TEXTE RETENU »
M. Hugues Fourage. Peu de candidats font campagne sur ce thème !

M. Paul Molac. À l’impossible, nul n’est tenu, surtout au vu des verrous qui demeurent, dont le plus important est pour nous le droit de veto de la région de départ. Les futurs élus auront, à n’en pas douter, du pain sur la planche.

Mme Claudine Schmid. Ils en ont déjà !

M. Paul Molac. C’est ce qu’a bien compris la société civile qui, face au blocage institutionnel, a décidé de se prendre en main en organisant des votations citoyennes dans le département de la Loire-Atlantique et dans le reste de la Bretagne. Ainsi, à l’instigation de l’association Dibab – « Choisir », en breton – trois votations citoyennes ont déjà eu lieu, en attendant des dizaines d’autres, dans les communes de Saint-Viaud et Soudan, en Loire-Atlantique, et de Langouët, en Ille-et-Vilaine. Le taux de participation y fut de l’ordre de 20 %, ce qui est très élevé pour une consultation illégale, ou tout au moins non officielle. Certaines élections départementales, pourtant bien légales, ne voient parfois pas plus d’électeurs se déplacer !

M. Jacques Krabal, rapporteur. C’est vrai !

M. Paul Molac. On peut donc y voir l’expression d’un véritable sentiment populaire. Évidemment, les résultats de ces votations étaient de 75 % à 80 % pour la réintégration de la Loire-Atlantique à la Bretagne… Il y a donc un véritable décalage entre les verrous imposés par le droit d’option tel qu’il a été voté il y a trois mois et la volonté démocratique exprimée par les citoyens.

Ainsi, cette proposition de loi vise à supprimer la majorité des trois cinquièmes nécessaire à l’accord du département, de la région de départ et de la région d’arrivée, majorité qualifiée qu’on ne retrouve nulle part ailleurs. C’est sur ce point que nos discussions s’étaient attardées, et il s’en est fallu de très peu pour qu’un certain nombre d’amendements la supprimant, notamment les miens, ne soient adoptés – à quatre voix près, pour certains !

Pour nous, le plus important était de faire sauter le droit de veto de la région de départ, qui rend totalement illusoire la mise en œuvre de ce mécanisme.

M. Jacques Krabal, rapporteur. Là, je ne suis pas d’accord !

M. Paul Molac. Nous nous étions d’ailleurs interrogés sur la constitutionnalité de ce droit de veto. Dès lors, nous avons été fortement étonnés que l’UMP, au mépris de certains de ses membres qui se faisaient les hérauts de la défense du droit d’option, n’ait pas fait figurer dans sa saisine du Conseil constitutionnel les doutes sur la constitutionnalité de ce mécanisme qui s’apparente à une tutelle d’une collectivité territoriale sur une autre.

Contrairement aux communautés de communes, souvent citées en exemple, les départements ne se sont à aucun moment réunis pour créer une région. La région n’a jamais été un syndicat mixte de départements et de communes, ni a fortiori un établissement public de coopération interdépartementale.

TRAVAIL À RÉALISER »
- A) D'après le texte retenu, quelle association est à l'origine des votations citoyennes ?
- B) Modifiez un passage du texte retenu : reprenez-le en commençant par « M. Paul Molac. À » et en poursuivant jusqu'à « sur la planche. » inclus, en remplaçant « futurs élus » par « prochains élus ».

DONNÉES AFFICHÉES »

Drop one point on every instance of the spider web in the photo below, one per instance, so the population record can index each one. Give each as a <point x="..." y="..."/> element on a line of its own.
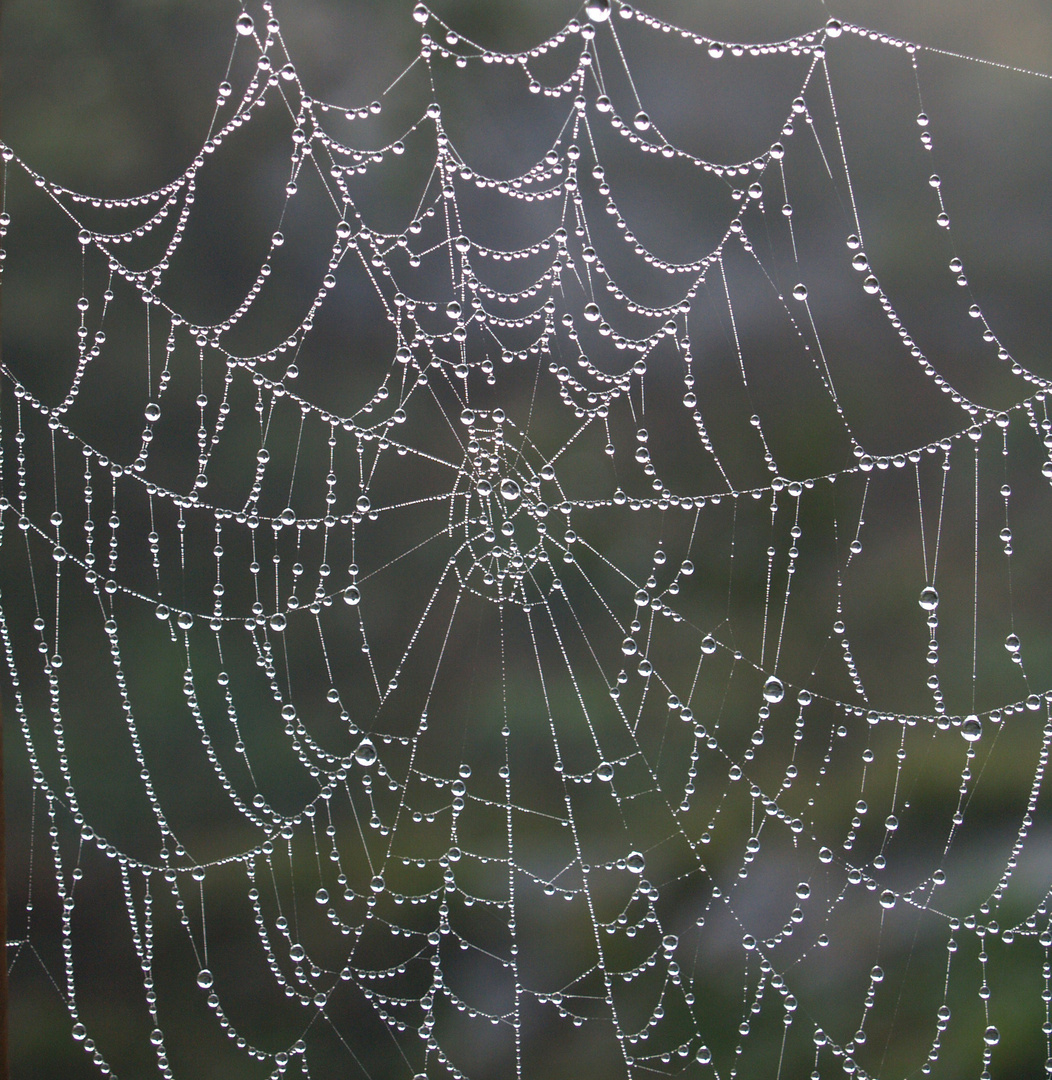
<point x="516" y="638"/>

RÉSULTATS PAR TÂCHE »
- A) L'association Dibab, dont le nom signifie « Choisir » en breton.

- B)
M. Paul Molac. À l’impossible, nul n’est tenu, surtout au vu des verrous qui demeurent, dont le plus important est pour nous le droit de veto de la région de départ. Les prochains élus auront, à n’en pas douter, du pain sur la planche.